::: Data extract
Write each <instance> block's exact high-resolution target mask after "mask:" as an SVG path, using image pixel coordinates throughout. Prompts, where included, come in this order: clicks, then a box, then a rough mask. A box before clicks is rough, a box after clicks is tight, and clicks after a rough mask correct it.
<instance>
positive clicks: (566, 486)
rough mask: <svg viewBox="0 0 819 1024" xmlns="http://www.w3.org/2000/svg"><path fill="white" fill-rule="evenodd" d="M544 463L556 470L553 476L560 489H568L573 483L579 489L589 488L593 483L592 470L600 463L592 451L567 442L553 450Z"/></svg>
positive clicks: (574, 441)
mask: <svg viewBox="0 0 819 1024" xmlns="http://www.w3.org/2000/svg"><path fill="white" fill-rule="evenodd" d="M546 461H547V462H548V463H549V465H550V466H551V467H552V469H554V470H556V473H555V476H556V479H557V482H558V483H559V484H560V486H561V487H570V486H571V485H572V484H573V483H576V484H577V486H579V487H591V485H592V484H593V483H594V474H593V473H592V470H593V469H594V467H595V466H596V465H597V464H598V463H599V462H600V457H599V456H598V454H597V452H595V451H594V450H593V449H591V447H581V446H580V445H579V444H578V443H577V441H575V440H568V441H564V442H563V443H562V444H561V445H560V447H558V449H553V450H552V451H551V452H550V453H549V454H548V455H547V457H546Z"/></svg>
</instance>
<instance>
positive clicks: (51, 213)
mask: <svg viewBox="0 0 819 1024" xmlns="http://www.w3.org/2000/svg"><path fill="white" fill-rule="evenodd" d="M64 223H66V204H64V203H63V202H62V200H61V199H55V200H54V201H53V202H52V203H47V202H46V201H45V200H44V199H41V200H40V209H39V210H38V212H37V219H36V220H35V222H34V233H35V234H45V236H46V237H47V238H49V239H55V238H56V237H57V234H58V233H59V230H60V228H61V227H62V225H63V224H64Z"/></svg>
::::::
▶ **What is expected**:
Note each line of the entries that has "instance" in it, and copy those lines.

▶ **Written reply**:
Write each <instance> block's exact high-resolution target mask after "mask:" as an SVG path, using image pixel coordinates throughout. Prompts, where included, come in this order: clicks, then a box, then a rough mask. A box before clicks is rough, a box after clicks is tight, and clicks after a rough mask correct it.
<instance>
</instance>
<instance>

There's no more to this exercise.